> _TRECHO DA PÁGINA_
************

A IMPORTÂNCIA DA FILOSOFIA DA EDUCAÇÃO E DA HISTÓRIA DA EDUCAÇÃO NA FORMAÇÃO DO EDUCADOR

Dermeval Saviani

1. Palavras iniciais (aposentadoria e excesso de trabalho).
2. Abordagem anterior do tema: a exposição , em colóquio anterior, sobre a relação entre filosofia da educação e história da educação onde se mostrou a origem comum das duas disciplinas, a sua posterior separação, indicando-se como elas podem se influenciar reciprocamente de forma positiva; ainda nessa exposição se retomou o texto “Contribuições da filosofia para a educação” o qual registrava as seguintes contribuições: a) configuração do objeto; b) determinação do enfoque; c) redescoberta do objeto; d) vigilância crítica; e) acesso aos clássicos; f) concepções de filosofia da educação; g) clareza conceitual e terminológica.

************

[Entradas de indicação de objetos rotulados]
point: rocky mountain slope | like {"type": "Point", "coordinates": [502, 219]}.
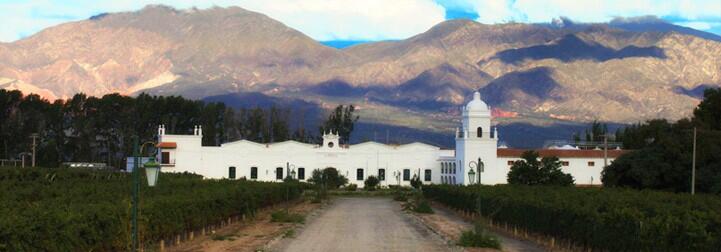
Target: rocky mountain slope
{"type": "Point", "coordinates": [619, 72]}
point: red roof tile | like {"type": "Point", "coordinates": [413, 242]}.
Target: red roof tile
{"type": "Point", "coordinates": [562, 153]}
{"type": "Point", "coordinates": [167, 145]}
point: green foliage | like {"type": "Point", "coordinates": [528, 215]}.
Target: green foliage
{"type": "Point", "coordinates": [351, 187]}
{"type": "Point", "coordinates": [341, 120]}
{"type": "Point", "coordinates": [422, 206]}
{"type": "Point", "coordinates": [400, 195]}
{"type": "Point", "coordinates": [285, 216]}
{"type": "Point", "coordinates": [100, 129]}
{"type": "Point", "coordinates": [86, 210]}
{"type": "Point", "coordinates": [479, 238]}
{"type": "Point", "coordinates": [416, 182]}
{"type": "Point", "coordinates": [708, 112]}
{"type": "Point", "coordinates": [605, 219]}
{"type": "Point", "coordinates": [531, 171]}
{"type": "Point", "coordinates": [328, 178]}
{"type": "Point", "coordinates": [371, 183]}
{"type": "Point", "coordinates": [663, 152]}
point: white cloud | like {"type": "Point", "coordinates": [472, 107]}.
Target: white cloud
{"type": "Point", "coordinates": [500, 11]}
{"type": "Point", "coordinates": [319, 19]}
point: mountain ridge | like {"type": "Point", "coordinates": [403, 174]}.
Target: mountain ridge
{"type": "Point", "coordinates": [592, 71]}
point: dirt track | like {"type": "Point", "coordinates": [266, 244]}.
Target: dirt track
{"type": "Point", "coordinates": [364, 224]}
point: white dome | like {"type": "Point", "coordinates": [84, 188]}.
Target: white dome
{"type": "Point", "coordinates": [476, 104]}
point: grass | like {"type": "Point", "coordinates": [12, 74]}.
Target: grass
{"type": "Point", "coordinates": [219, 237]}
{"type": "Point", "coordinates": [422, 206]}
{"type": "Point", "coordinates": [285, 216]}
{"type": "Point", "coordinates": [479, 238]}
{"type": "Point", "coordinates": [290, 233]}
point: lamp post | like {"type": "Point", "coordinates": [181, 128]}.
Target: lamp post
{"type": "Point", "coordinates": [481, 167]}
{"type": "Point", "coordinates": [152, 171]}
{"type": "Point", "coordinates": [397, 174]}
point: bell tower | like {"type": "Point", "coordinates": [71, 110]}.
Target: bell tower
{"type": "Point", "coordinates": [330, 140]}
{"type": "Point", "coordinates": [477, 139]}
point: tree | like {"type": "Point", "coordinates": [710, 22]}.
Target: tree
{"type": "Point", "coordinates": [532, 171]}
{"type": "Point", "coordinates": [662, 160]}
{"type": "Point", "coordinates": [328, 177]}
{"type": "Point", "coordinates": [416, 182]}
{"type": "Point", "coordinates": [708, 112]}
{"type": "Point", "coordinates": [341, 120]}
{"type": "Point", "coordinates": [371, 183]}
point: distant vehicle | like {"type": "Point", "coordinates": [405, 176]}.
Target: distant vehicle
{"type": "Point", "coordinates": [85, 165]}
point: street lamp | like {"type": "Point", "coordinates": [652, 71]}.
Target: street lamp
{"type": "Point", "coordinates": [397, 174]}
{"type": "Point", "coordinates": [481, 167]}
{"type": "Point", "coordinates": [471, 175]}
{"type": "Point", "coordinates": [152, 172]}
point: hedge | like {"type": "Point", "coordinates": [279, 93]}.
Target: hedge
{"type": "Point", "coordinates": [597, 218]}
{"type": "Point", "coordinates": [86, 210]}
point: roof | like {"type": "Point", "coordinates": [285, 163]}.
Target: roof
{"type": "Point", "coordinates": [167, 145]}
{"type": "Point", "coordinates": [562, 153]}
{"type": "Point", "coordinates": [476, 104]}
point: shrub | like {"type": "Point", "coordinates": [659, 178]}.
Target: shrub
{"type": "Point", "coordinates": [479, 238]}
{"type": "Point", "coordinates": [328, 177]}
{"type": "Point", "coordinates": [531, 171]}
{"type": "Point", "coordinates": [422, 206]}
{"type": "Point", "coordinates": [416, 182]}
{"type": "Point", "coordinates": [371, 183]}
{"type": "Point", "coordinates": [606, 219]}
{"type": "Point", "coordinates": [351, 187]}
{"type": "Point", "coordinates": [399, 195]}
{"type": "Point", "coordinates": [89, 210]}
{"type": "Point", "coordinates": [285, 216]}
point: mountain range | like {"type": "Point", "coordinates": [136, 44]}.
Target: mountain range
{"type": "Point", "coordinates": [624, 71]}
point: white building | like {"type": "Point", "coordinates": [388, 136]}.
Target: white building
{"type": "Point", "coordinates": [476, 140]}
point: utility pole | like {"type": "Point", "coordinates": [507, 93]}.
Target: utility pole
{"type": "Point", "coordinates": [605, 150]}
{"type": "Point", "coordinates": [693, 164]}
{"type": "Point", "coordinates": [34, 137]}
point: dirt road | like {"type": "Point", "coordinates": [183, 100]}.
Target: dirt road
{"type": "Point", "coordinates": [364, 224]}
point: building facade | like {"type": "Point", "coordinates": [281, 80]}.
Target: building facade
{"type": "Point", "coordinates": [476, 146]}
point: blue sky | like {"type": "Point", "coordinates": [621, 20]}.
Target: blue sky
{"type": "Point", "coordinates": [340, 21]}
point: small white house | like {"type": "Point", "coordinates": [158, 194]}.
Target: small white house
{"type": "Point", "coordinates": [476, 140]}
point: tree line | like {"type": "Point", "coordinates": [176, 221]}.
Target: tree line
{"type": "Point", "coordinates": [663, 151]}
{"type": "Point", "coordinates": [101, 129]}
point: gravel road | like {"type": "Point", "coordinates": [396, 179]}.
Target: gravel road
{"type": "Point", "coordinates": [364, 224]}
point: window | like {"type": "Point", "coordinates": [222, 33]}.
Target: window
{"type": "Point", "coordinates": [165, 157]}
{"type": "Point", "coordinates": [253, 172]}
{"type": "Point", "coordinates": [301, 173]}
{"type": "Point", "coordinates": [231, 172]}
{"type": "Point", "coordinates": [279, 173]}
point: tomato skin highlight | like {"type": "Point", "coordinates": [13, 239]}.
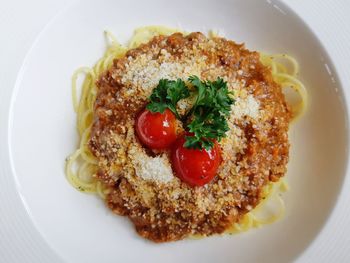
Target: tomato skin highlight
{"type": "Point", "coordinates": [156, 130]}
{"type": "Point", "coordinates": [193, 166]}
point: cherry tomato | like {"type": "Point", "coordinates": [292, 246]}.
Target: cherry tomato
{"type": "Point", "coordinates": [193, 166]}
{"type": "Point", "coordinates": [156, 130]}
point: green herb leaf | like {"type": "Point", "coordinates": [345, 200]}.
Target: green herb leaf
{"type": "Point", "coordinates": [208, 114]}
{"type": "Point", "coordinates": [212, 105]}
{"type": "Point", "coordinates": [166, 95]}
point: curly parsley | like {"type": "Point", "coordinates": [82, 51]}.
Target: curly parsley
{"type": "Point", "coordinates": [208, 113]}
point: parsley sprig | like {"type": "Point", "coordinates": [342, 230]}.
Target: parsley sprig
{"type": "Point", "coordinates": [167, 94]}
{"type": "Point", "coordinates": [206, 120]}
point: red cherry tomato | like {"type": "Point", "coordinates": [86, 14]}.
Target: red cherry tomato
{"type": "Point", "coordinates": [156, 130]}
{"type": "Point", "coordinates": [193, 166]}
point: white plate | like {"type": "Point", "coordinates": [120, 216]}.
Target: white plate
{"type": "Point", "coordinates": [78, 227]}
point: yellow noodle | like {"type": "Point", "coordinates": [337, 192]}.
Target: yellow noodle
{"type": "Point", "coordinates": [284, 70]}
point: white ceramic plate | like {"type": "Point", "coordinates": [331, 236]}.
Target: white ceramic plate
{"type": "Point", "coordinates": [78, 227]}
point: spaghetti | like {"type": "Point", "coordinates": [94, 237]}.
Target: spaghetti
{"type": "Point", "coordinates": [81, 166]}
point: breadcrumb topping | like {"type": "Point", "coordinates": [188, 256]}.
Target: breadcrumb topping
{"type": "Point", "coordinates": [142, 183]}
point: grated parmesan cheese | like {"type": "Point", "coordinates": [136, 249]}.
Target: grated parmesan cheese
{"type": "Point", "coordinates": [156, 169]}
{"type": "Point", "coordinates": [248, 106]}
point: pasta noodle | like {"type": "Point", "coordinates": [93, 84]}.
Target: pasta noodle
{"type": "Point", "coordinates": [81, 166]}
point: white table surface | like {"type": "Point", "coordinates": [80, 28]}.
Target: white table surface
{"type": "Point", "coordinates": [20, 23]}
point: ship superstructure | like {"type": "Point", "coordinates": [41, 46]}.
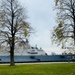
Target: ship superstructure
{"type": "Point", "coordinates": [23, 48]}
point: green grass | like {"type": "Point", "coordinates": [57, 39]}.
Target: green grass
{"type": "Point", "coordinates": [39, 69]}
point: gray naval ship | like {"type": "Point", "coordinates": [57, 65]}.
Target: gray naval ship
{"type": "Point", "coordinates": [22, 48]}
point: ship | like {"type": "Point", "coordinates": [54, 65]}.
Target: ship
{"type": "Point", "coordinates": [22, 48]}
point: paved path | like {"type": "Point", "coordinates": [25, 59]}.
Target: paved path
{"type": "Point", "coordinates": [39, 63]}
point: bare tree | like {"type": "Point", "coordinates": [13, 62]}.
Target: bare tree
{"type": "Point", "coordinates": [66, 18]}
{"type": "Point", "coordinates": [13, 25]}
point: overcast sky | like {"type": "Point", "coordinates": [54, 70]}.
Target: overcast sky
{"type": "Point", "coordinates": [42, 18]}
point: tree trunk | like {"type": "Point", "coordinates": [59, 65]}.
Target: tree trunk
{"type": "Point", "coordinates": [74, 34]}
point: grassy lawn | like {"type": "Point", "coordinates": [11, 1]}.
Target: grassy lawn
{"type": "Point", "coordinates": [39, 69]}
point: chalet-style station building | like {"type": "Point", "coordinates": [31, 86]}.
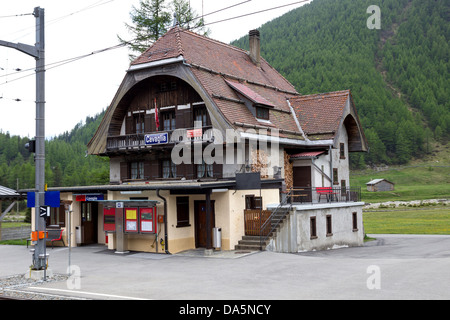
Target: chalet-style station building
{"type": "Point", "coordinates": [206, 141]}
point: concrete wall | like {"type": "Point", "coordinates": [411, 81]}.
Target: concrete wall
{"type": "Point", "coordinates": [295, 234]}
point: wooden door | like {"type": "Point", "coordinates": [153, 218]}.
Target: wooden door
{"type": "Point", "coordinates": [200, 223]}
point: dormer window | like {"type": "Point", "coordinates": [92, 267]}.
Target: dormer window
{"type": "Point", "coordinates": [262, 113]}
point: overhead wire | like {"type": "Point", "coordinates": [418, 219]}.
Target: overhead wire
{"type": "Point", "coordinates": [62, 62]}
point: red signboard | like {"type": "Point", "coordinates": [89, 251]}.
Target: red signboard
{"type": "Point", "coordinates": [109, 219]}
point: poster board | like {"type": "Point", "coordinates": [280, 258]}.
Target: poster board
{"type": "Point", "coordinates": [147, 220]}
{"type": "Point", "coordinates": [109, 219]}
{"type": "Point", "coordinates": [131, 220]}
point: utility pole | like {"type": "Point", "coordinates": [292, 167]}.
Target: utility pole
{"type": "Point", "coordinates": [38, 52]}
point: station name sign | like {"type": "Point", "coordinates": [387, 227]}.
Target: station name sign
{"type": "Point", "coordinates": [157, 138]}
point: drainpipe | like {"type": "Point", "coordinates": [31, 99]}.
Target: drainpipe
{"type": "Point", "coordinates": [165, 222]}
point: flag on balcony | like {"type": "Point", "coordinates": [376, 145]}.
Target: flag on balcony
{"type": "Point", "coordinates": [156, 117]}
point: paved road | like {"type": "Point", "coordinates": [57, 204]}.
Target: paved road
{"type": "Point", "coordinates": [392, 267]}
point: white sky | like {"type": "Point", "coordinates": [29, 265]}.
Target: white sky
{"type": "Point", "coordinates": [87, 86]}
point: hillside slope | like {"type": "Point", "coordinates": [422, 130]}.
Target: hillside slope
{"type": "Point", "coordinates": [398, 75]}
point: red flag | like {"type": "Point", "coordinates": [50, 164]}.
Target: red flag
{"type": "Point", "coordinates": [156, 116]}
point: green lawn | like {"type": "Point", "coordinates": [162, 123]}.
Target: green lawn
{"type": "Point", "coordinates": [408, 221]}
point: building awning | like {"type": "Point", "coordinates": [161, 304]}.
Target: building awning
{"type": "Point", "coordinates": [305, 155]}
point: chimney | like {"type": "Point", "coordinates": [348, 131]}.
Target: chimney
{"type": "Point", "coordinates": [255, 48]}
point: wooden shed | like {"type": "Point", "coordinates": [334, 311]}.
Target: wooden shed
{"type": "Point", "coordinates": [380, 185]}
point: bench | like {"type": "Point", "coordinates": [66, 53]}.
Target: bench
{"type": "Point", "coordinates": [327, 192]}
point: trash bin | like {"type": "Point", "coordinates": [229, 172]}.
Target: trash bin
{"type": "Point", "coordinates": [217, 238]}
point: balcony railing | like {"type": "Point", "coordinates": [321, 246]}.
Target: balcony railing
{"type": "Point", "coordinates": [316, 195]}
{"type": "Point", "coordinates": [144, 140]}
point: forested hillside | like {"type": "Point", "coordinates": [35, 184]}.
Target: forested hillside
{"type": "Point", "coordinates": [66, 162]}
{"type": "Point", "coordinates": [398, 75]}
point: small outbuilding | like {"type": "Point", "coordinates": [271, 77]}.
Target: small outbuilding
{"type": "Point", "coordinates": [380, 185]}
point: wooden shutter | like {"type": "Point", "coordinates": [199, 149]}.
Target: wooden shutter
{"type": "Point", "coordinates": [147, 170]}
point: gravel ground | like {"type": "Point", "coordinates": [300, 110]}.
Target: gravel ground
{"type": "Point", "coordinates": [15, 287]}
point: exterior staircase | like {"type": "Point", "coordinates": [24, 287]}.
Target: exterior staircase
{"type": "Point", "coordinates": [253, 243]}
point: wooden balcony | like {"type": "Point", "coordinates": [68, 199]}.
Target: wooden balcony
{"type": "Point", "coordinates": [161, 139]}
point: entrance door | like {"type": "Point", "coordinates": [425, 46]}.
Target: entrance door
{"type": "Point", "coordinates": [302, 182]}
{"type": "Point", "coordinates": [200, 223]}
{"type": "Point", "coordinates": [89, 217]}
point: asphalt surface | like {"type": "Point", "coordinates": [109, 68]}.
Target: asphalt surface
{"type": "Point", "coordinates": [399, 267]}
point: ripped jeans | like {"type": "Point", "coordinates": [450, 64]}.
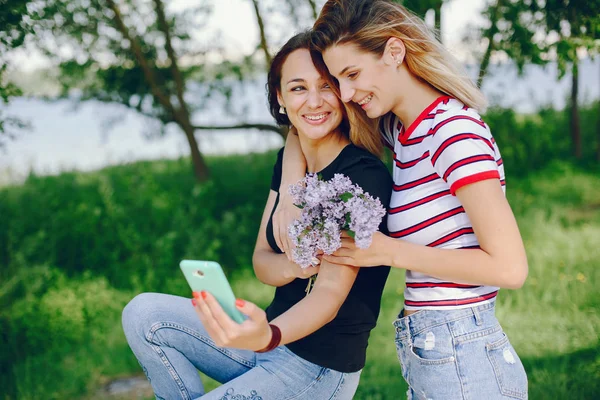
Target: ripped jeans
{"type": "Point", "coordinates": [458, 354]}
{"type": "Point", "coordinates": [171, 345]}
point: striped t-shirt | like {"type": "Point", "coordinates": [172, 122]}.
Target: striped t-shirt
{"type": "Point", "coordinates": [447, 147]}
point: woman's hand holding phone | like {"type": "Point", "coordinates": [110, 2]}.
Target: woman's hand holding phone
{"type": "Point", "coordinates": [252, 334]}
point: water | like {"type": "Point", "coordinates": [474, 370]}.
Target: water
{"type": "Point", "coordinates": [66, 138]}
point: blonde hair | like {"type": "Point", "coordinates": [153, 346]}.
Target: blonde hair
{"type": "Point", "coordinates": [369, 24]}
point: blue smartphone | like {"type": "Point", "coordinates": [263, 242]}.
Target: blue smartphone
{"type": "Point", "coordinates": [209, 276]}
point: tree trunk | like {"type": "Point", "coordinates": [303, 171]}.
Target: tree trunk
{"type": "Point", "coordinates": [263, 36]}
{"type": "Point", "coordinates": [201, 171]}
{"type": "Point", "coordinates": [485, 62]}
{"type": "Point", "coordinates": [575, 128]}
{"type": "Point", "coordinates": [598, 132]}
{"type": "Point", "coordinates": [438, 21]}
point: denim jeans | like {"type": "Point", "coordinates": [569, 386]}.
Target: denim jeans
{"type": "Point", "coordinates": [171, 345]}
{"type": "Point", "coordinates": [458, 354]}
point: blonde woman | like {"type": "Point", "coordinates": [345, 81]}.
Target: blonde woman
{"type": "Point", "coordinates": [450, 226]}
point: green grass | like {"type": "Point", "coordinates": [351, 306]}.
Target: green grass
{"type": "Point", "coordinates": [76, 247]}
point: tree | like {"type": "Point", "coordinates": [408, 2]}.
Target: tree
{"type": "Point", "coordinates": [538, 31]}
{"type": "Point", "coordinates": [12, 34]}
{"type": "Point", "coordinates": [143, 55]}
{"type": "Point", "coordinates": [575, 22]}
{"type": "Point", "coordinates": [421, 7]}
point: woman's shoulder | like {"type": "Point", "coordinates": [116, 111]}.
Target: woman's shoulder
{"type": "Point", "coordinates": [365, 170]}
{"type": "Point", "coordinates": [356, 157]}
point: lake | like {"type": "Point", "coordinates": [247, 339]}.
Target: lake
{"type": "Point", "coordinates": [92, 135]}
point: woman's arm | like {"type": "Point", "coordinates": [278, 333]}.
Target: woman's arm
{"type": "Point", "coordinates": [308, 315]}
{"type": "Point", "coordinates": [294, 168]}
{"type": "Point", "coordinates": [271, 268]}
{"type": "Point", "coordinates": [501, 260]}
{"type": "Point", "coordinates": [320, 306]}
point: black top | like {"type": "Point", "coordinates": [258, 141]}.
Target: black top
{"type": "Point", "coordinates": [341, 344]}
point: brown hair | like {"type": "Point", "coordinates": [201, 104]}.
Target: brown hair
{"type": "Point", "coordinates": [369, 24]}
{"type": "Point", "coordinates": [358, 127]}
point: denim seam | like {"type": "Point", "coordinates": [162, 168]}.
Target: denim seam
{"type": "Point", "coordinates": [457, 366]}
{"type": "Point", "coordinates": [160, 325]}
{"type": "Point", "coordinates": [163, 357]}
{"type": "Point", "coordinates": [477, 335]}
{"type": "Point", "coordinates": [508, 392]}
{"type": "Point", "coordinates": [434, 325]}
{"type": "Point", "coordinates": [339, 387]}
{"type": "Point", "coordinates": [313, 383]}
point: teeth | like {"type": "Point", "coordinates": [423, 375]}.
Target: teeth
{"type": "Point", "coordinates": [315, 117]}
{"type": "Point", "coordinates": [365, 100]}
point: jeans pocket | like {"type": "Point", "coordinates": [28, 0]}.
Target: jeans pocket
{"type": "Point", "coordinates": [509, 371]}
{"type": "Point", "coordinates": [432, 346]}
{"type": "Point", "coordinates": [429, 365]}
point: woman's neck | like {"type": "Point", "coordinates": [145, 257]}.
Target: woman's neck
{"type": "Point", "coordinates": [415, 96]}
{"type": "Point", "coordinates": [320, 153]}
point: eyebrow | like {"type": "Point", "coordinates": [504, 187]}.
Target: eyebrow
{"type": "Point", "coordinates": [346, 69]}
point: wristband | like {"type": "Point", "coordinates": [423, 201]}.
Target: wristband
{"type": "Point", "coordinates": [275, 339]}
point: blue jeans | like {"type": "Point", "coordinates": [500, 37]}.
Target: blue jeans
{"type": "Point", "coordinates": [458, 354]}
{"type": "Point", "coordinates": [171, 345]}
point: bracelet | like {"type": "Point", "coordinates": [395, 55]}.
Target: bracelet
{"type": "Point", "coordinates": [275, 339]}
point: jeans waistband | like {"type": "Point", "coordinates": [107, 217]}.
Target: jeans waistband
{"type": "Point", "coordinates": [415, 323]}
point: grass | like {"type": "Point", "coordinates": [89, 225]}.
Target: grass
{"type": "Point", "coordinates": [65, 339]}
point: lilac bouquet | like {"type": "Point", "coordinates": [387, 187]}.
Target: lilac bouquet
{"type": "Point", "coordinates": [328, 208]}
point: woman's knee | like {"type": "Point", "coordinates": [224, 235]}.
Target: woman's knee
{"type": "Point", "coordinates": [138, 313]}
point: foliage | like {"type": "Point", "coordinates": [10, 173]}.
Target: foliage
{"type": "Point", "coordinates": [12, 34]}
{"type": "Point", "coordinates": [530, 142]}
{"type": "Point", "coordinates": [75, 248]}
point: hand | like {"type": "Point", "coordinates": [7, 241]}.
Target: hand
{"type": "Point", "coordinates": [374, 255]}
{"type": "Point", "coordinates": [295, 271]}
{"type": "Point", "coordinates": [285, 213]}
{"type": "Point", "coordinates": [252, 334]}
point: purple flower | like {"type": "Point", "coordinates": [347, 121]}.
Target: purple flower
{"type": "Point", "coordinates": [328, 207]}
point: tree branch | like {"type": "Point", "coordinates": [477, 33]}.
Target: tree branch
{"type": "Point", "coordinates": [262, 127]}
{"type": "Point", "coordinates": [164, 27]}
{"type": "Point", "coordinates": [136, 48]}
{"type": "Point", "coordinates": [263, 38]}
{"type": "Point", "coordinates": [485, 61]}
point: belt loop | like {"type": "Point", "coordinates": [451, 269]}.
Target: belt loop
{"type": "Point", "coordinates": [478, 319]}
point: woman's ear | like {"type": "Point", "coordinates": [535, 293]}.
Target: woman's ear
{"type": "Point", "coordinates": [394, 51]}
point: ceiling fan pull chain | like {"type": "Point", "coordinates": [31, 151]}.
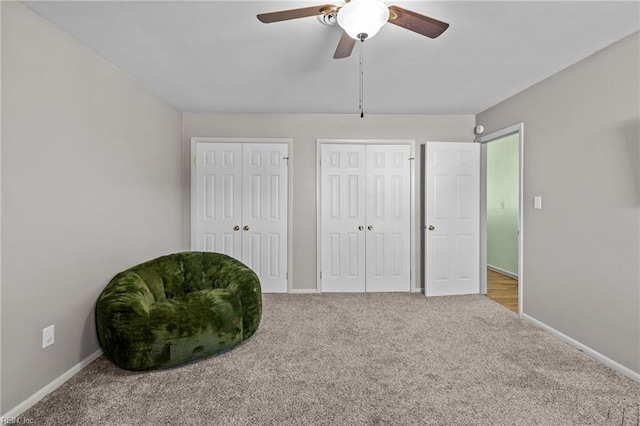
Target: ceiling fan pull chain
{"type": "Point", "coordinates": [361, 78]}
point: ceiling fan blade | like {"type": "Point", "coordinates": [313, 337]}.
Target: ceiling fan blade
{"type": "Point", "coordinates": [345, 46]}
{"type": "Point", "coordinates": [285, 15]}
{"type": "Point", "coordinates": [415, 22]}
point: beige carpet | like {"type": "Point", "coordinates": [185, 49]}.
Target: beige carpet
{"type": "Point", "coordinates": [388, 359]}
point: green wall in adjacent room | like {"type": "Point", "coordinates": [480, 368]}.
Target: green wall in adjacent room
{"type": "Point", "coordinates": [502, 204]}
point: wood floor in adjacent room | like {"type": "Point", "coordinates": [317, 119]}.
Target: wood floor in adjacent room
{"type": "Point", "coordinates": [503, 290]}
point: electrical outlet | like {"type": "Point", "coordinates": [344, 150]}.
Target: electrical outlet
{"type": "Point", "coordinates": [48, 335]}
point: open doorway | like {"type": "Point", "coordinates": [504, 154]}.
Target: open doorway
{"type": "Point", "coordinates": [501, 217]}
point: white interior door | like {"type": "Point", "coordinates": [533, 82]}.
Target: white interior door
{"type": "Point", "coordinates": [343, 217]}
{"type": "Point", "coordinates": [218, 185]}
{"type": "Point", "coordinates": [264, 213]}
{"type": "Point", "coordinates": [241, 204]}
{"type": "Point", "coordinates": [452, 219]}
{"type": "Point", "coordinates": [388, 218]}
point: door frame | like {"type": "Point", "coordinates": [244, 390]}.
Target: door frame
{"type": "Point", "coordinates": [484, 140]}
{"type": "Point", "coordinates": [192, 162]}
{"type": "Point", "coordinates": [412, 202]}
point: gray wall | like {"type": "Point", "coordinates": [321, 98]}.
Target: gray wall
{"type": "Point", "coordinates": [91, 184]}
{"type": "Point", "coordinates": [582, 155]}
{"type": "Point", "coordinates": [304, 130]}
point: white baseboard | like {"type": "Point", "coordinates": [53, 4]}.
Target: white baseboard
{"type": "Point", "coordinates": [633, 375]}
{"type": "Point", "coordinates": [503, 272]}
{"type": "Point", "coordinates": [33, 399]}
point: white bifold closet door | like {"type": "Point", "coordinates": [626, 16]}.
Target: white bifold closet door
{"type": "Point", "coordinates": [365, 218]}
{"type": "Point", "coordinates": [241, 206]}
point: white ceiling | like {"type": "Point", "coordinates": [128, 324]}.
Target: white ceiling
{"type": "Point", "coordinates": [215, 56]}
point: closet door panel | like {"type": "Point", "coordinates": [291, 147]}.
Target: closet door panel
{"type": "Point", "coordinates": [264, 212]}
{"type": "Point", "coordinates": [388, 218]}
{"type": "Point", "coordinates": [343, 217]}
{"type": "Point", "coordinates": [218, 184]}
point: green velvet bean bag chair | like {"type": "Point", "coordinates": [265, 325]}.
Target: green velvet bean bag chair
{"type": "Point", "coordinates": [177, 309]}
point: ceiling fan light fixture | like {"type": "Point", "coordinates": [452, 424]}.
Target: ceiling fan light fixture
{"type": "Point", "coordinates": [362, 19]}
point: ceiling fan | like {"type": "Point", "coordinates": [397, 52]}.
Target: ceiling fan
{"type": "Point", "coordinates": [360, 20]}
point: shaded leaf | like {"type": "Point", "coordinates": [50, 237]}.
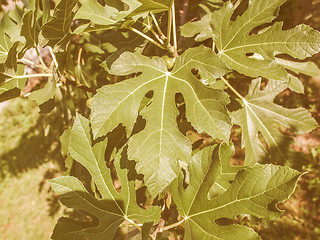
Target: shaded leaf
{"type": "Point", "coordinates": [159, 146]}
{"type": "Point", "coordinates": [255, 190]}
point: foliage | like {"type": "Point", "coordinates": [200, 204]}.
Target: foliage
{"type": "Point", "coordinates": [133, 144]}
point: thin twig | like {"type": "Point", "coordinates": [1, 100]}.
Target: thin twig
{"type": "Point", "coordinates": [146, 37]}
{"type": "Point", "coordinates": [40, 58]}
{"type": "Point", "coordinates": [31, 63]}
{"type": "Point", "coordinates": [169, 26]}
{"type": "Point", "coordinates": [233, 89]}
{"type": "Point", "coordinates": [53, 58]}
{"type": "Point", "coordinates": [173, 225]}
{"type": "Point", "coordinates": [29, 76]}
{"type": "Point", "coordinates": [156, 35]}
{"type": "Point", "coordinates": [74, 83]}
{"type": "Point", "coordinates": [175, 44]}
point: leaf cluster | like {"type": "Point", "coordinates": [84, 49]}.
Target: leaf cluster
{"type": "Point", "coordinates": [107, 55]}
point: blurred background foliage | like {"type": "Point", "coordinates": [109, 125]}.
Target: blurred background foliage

************

> _TAREFAS A REALIZAR_
- A) No trecho sobre filosofia e história da educação, qual é o título do texto retomado na exposição anterior?
- B) Transcreva do trecho sobre filosofia e história da educação a parte que começa em "2. Abordagem anterior" e segue até "conceitual e terminológica.".

> _RESULTADOS POR TAREFA_
- A) “Contribuições da filosofia para a educação”.

- B)
2. Abordagem anterior do tema: a exposição , em colóquio anterior, sobre a relação entre filosofia da educação e história da educação onde se mostrou a origem comum das duas disciplinas, a sua posterior separação, indicando-se como elas podem se influenciar reciprocamente de forma positiva; ainda nessa exposição se retomou o texto “Contribuições da filosofia para a educação” o qual registrava as seguintes contribuições: a) configuração do objeto; b) determinação do enfoque; c) redescoberta do objeto; d) vigilância crítica; e) acesso aos clássicos; f) concepções de filosofia da educação; g) clareza conceitual e terminológica.